Exact repetition of the data below is required.

::::

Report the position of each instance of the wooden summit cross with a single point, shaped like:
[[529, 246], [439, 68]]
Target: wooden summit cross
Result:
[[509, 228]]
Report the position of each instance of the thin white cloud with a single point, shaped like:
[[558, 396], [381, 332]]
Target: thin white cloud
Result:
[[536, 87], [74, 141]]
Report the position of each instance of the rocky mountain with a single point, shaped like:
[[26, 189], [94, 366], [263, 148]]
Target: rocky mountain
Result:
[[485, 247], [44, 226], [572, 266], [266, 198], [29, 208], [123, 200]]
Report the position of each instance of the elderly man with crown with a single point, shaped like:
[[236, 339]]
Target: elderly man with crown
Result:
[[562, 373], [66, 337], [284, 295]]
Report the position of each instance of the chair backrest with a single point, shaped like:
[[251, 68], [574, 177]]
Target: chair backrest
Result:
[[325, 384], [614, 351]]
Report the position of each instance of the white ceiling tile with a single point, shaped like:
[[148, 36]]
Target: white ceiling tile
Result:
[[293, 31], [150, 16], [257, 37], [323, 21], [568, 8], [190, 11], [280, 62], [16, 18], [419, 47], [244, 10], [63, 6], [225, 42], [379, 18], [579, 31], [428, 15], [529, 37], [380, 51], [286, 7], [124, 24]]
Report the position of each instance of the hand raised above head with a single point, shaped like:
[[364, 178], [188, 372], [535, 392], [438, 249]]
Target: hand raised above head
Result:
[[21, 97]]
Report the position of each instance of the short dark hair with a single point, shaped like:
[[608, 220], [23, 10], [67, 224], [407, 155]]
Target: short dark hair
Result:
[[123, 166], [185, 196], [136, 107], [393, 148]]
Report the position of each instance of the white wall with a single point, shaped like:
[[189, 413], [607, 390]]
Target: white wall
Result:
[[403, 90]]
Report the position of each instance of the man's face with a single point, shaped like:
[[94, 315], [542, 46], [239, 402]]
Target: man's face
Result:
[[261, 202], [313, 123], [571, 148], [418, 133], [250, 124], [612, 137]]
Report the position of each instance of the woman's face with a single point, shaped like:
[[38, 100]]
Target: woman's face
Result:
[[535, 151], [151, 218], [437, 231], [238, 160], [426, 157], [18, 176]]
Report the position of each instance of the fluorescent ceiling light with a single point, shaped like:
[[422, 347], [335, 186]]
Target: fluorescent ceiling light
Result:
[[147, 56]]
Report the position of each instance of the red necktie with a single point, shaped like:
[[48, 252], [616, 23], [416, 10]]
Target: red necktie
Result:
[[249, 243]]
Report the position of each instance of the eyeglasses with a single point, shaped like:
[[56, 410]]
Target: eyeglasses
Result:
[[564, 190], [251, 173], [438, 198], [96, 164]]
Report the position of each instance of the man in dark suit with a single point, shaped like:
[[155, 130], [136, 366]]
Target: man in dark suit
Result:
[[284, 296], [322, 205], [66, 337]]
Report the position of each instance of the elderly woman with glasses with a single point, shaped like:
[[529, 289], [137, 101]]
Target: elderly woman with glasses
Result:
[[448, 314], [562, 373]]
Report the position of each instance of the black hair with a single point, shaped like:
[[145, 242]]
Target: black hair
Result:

::::

# WRITTEN ANSWER:
Report the position of each instance of the wooden summit cross with a single point, shaped like:
[[529, 246], [439, 68]]
Target: wooden summit cross
Result:
[[509, 228]]
Report the position of each instance of the thin white cloud with a single point, shaped like:
[[558, 396], [381, 332]]
Target: thin white cloud
Result:
[[536, 87], [74, 141]]
Report the position of each instance of the rocky mountain with a single point, shaped like:
[[26, 189], [94, 366], [263, 148]]
Target: rocky mountain
Result:
[[485, 247], [44, 226], [572, 266], [266, 198], [29, 208], [123, 200]]
Report the position of each instance of the elderly man with crown with a single point, shaped like:
[[236, 339]]
Target: elderly man with crown
Result:
[[562, 373], [66, 337], [284, 295]]
Report the position of each instance of the chair backrest with a single point, shaped like:
[[251, 68], [574, 177]]
Target: chair backrest
Result:
[[325, 384], [614, 351]]
Report the position of each instance of the white ceiling tile with a single point, shaped like:
[[148, 36]]
Target: white ceiling tile
Result:
[[293, 31], [150, 16], [257, 37], [323, 21], [568, 8], [190, 11], [280, 62], [16, 18], [419, 47], [244, 10], [63, 6], [225, 42], [379, 18], [579, 31], [428, 15], [529, 37], [380, 51], [286, 7], [124, 24]]
Report the position of each instance of the hand raised above head with a single point, shaped like:
[[364, 178], [188, 372], [535, 392], [438, 249]]
Target: hand raised above head
Result:
[[21, 97]]
Report the position of each instance of the short dark hair with a single point, shaped like:
[[608, 220], [23, 10], [67, 224], [407, 155]]
Target: short dark hair
Result:
[[123, 166], [185, 196], [136, 107], [393, 148]]
Report the position of each instance of the white wall with a single point, shaped like:
[[189, 413], [607, 390]]
Target: white wall
Result:
[[403, 90]]
Report the position of each instance of the man's face with a single point, shaped like:
[[94, 315], [542, 46], [239, 402]]
Target: man's face
Result:
[[261, 202], [313, 123], [571, 148], [418, 133], [250, 124], [612, 137]]
Report the position of each instance of the woman's face with a single point, shaped like:
[[38, 100]]
Target: woman's face
Result:
[[535, 151], [151, 218], [437, 231], [238, 160], [426, 157], [18, 176]]
Report the position of each instance of the fluorescent ceiling light with a single point, shaped like:
[[422, 347], [335, 186]]
Target: fluorescent ceiling light
Result:
[[147, 56]]
Report the position of each instance of the red necktie with a single point, shaped like:
[[48, 252], [616, 23], [416, 10]]
Target: red necktie
Result:
[[249, 243]]
Report the position of each instance of the eyeglasses with a single point, shaped like:
[[56, 410]]
Target: eyeglasses
Result:
[[564, 190], [251, 173], [438, 198], [96, 164]]
Report the position of each instance of the man in dark suit with a single point, shaped like:
[[155, 130], [136, 366]]
Target: man in dark suit
Result:
[[284, 296], [322, 205], [66, 337]]
Report the position of each instance of the elderly woman with glasses with a single point, shaped like:
[[529, 289], [137, 101]]
Target: elderly woman with glasses
Result:
[[448, 314], [562, 373]]
Report the position of each instance of the black hair with a single point, shaped like:
[[145, 242]]
Target: black hair
Result:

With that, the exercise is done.